*** Opening of Given data ***

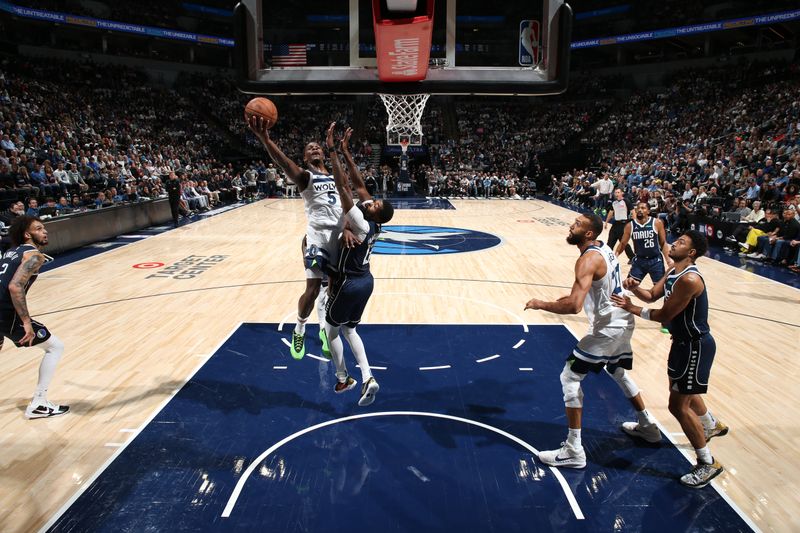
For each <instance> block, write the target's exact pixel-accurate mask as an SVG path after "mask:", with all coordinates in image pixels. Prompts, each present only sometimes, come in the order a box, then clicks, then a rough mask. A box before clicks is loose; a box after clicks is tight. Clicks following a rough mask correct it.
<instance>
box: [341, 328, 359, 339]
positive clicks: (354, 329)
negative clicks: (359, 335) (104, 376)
mask: <svg viewBox="0 0 800 533" xmlns="http://www.w3.org/2000/svg"><path fill="white" fill-rule="evenodd" d="M342 335H343V336H344V338H345V339H347V342H350V339H351V338H354V337H358V333H356V328H350V327H347V326H342Z"/></svg>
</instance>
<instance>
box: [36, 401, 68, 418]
mask: <svg viewBox="0 0 800 533" xmlns="http://www.w3.org/2000/svg"><path fill="white" fill-rule="evenodd" d="M67 412H69V406H68V405H56V404H54V403H53V402H51V401H49V400H44V401H38V402H34V401H31V403H30V404H29V405H28V408H27V409H25V418H27V419H33V418H49V417H51V416H59V415H63V414H66V413H67Z"/></svg>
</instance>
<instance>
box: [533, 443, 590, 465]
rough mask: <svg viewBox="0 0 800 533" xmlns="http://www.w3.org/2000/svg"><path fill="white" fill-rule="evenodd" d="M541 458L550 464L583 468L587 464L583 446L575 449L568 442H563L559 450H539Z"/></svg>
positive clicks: (547, 463) (539, 455) (541, 461)
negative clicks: (542, 451)
mask: <svg viewBox="0 0 800 533" xmlns="http://www.w3.org/2000/svg"><path fill="white" fill-rule="evenodd" d="M539 460H540V461H541V462H543V463H544V464H546V465H550V466H563V467H566V468H583V467H584V466H586V452H585V451H583V446H581V447H580V448H579V449H575V448H573V447H572V446H570V445H569V444H567V443H566V442H562V443H561V448H559V449H558V450H547V451H543V452H539Z"/></svg>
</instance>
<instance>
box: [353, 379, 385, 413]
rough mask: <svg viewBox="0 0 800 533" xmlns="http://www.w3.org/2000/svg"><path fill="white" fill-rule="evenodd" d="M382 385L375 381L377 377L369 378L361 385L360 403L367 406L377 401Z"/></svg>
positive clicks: (364, 406)
mask: <svg viewBox="0 0 800 533" xmlns="http://www.w3.org/2000/svg"><path fill="white" fill-rule="evenodd" d="M380 388H381V387H380V385H378V382H377V381H375V378H369V379H368V380H367V382H366V383H364V384H363V385H362V386H361V398H359V400H358V405H360V406H361V407H366V406H368V405H370V404H371V403H372V402H374V401H375V395H376V394H377V393H378V391H379V390H380Z"/></svg>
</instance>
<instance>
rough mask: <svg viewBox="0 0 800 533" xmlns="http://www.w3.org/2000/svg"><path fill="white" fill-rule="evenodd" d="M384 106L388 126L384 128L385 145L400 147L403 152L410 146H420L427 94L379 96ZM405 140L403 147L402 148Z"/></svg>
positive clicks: (404, 151)
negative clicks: (384, 131) (385, 133)
mask: <svg viewBox="0 0 800 533" xmlns="http://www.w3.org/2000/svg"><path fill="white" fill-rule="evenodd" d="M378 96H380V97H381V100H383V105H384V106H386V113H387V114H388V115H389V124H388V125H387V126H386V144H389V145H394V146H397V145H400V147H401V148H403V152H405V151H406V148H407V147H408V146H409V145H411V146H419V145H421V144H422V124H421V122H420V121H421V120H422V113H423V111H425V104H426V103H427V101H428V98H429V97H430V95H429V94H380V95H378ZM403 139H405V147H404V146H403Z"/></svg>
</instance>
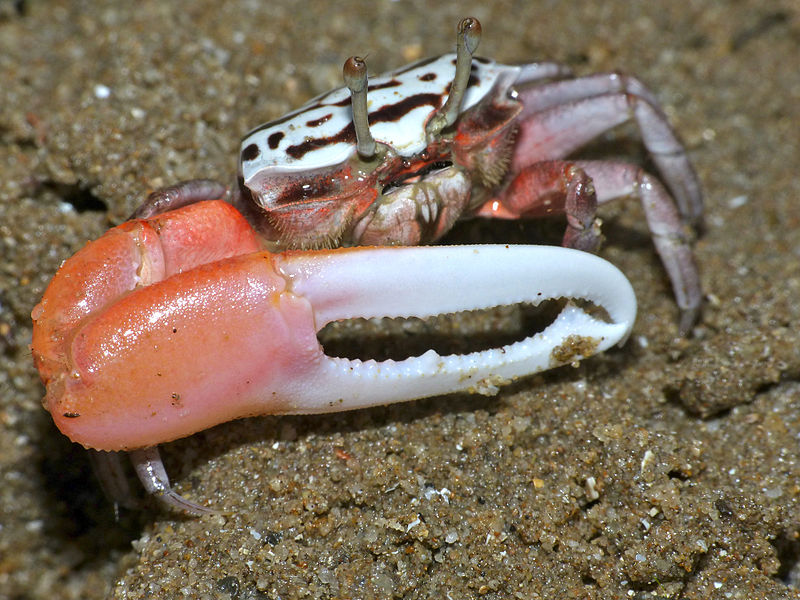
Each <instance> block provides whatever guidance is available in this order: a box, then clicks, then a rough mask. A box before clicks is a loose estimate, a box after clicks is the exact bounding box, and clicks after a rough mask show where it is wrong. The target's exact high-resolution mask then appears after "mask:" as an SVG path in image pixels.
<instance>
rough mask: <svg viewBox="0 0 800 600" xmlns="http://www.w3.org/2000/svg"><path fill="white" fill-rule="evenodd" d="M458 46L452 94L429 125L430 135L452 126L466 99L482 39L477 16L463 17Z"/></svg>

*** Close of Given data ***

## Work instruction
Please write out the records again from the line holding "negative clicks: (384, 131) (385, 133)" through the end of the records, inclusive, swapping "negative clicks" for "background clicks" and keeping everything else the same. Omit the pictures from your answer.

## Result
background clicks: (384, 131) (385, 133)
mask: <svg viewBox="0 0 800 533" xmlns="http://www.w3.org/2000/svg"><path fill="white" fill-rule="evenodd" d="M378 96H380V97H381V100H383V105H384V106H386V113H387V114H388V115H389V124H388V125H387V126H386V144H389V145H394V146H397V145H400V147H401V148H403V152H405V151H406V148H407V147H408V146H409V145H411V146H419V145H421V144H422V124H421V122H420V121H421V120H422V113H423V111H425V104H426V103H427V101H428V98H429V97H430V95H429V94H380V95H378ZM403 139H405V147H404V146H403Z"/></svg>
</instance>
Each <instance> block provides whatever guidance is available in this order: a box, then clicks, then a rough mask. A box before clicks is a loose estimate, a box after clicks is the exact bounding box, and clicks after a rough mask show where it is wrong. The target's exact high-resolution mask then appears after "mask:" as an SVG path in image pixels.
<instance>
rough mask: <svg viewBox="0 0 800 600" xmlns="http://www.w3.org/2000/svg"><path fill="white" fill-rule="evenodd" d="M458 46L452 94L429 125L430 135L452 126L466 99L482 39L477 16L463 17Z"/></svg>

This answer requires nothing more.